**Written task:**
According to the mailing-list post on tools, signs and activity, what do material tools do that a vocalized utterance or a scribble on the page does not?

**Provided text:**
* Begin *

Re: LCA: Getting started with tools, signs and activity

From: Steven Thorne (sthorne@psu.edu)
Date: Thu Jun 16 2005 - 13:37:28 PDT


Hi all --

Following up on Gordon Well's post, I too believe
there is a distinction between (material) tools
and semiotic (language-based) signs. But the
dividing line between them is problematic,
especially in the area of pre-existence vs.
dialogical emergentism (a binary that is
analytically useful but ontologically too
discrete).

Material tools do exist in material form prior to
use whereas the actual vocalized utterance,
scribble on the page, ASL sign, or pixel on a
screen display does not. However, there is also a
case to be made that material tools, in part,
dialogically achieve their ideality through the
immediacy of use. For instance, two users may
differentially understand and employ the "same"

* End *

**Rows:**
* Begin *

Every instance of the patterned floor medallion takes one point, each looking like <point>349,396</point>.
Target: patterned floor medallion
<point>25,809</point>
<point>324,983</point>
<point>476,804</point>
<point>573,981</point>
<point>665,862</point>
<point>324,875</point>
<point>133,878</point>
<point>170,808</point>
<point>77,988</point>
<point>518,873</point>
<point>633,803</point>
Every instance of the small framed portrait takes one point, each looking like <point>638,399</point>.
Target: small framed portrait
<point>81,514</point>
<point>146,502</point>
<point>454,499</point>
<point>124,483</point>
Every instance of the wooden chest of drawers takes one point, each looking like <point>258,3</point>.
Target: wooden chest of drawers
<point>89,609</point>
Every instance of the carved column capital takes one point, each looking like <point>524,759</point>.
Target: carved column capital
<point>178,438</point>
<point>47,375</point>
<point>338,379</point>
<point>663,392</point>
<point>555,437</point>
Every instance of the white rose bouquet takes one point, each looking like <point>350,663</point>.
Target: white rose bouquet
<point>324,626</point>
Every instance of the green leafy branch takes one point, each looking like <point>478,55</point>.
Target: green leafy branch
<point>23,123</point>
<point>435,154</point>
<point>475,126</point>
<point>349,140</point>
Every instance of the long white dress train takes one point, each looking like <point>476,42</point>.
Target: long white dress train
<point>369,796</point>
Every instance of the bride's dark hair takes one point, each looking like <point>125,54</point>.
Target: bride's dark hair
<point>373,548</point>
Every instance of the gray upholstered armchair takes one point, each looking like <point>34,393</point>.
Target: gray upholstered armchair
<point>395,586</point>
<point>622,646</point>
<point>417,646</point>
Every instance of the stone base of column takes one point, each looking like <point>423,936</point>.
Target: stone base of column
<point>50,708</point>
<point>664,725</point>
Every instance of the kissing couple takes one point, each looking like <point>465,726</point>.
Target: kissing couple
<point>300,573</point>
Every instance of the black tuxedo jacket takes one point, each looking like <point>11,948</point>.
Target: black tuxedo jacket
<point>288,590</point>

* End *
* Begin *

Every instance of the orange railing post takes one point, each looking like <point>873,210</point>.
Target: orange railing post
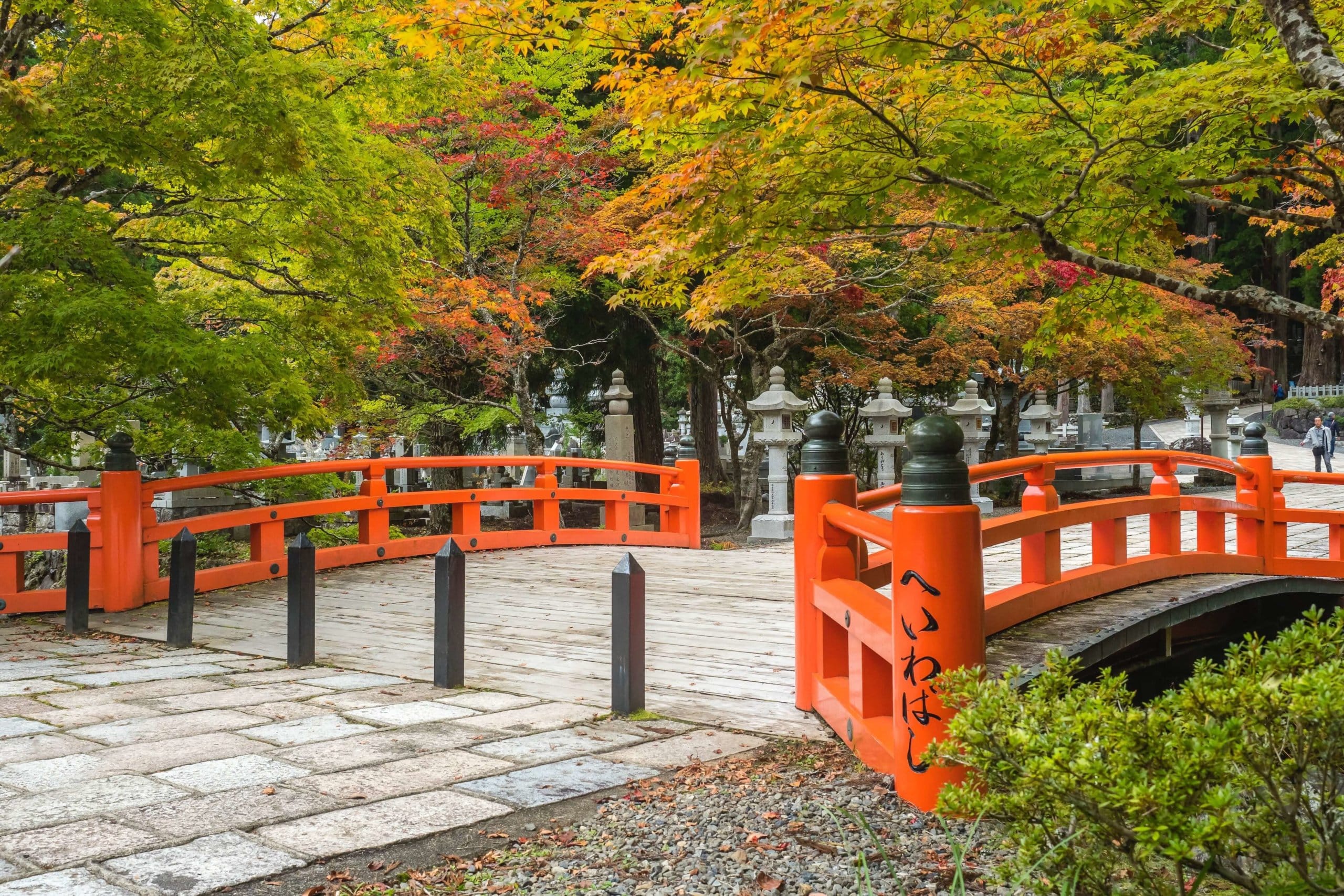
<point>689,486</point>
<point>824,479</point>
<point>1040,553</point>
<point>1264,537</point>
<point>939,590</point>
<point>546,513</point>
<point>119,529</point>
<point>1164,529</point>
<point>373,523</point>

* End *

**Solution for this problem:**
Material tools exist in material form prior to use.